_Stated exercise_. Rewrite everything from the line containing "Return one point per instance of the glacier, formatted" down to the end of the data, swapping "glacier" for "ice sheet" and leaving the rest unchanged.

_Dataset extract_.

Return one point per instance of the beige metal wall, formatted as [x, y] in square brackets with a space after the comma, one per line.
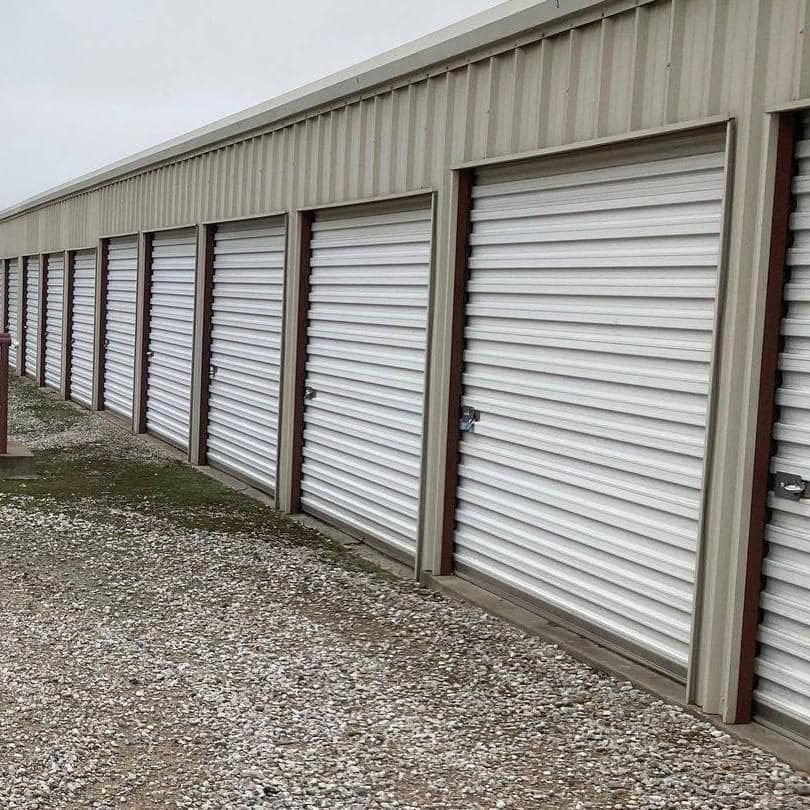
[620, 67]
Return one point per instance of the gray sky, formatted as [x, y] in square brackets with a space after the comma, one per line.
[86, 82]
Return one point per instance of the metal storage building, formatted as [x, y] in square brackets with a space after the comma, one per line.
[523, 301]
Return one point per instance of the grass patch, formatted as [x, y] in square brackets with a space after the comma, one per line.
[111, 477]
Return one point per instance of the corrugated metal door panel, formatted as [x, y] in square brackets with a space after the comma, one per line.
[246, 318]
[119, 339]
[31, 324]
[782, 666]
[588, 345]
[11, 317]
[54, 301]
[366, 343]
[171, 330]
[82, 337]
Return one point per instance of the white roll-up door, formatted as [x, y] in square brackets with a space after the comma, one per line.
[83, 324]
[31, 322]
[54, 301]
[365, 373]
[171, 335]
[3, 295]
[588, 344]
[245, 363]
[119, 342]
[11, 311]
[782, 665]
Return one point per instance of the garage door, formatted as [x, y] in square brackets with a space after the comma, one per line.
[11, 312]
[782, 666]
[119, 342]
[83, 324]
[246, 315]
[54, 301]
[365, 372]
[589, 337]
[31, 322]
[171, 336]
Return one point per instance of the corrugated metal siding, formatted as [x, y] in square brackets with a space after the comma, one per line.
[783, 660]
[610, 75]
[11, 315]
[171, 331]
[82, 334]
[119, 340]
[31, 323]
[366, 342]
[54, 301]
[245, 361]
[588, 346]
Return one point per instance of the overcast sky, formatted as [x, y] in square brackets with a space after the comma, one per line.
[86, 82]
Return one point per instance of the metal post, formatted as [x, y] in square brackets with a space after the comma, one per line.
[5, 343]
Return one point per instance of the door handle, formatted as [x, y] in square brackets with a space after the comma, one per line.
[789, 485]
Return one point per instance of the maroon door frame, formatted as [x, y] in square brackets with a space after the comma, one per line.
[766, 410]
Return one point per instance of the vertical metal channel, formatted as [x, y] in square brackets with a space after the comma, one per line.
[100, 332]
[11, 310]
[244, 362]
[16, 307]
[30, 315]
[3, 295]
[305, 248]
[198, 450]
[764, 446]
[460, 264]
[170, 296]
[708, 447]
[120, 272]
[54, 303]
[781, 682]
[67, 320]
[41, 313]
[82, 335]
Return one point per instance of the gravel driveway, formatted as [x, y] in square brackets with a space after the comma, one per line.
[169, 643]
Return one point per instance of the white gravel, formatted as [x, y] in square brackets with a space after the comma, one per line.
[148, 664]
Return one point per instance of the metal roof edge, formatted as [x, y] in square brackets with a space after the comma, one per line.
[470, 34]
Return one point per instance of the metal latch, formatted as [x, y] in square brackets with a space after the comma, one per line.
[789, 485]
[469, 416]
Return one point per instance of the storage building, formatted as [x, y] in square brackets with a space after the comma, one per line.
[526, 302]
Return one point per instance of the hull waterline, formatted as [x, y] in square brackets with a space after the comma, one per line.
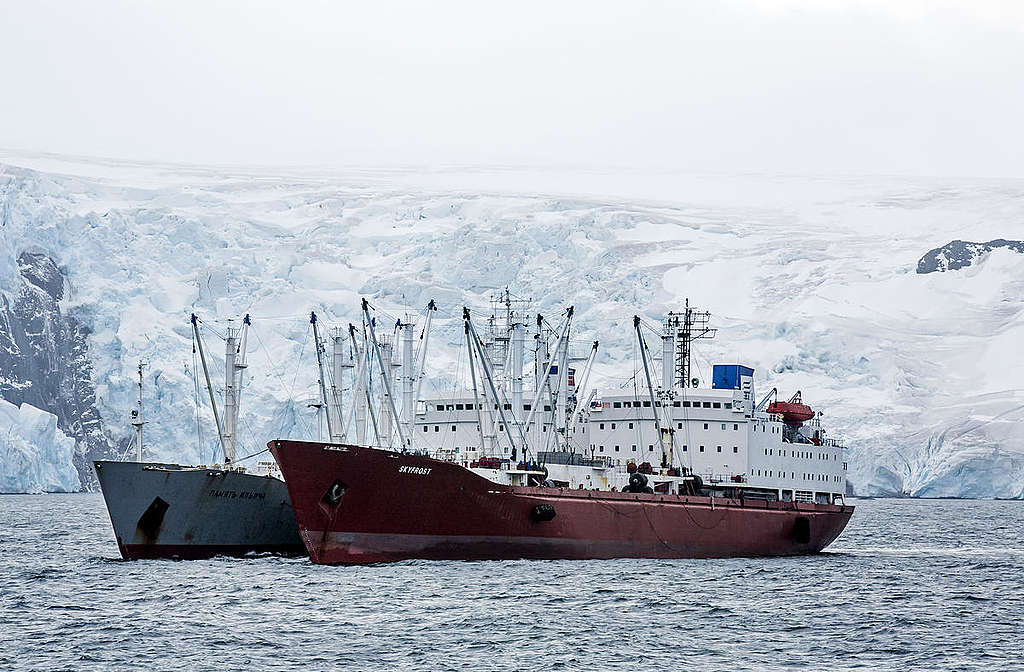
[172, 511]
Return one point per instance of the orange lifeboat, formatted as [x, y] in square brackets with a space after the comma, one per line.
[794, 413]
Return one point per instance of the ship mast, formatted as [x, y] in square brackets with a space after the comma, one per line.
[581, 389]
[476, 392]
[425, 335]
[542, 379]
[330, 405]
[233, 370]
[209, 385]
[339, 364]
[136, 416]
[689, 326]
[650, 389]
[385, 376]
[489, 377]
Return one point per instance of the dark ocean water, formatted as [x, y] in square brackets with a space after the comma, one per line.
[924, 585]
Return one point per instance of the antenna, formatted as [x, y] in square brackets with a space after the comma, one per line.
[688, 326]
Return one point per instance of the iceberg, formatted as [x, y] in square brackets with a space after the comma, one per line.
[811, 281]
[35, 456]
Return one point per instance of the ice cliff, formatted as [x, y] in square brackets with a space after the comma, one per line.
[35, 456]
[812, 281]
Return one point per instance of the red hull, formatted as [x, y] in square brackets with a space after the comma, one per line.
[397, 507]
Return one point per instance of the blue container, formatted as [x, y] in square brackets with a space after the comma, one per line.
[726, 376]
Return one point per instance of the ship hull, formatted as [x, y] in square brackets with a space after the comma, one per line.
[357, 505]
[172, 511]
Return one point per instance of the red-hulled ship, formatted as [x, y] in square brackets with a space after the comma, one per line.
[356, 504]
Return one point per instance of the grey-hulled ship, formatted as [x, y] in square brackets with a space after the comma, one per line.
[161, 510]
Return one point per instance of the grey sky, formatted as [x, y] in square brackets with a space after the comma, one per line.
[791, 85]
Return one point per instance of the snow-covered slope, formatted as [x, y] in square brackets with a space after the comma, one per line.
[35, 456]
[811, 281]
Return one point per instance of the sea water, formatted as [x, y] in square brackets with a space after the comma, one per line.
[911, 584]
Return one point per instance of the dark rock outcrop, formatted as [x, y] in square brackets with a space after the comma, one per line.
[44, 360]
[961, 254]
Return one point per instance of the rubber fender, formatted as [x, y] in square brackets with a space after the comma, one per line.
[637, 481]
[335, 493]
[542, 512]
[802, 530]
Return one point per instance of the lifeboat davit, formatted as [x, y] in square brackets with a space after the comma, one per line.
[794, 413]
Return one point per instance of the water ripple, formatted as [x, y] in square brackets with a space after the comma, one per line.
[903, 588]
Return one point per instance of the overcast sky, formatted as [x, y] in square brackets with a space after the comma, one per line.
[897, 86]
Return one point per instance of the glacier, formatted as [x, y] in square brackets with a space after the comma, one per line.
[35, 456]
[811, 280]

_Reply_.
Return one point per instance of the ice sheet, formatted as [x, y] in square brackets with a space after the comma, one per line.
[35, 456]
[811, 280]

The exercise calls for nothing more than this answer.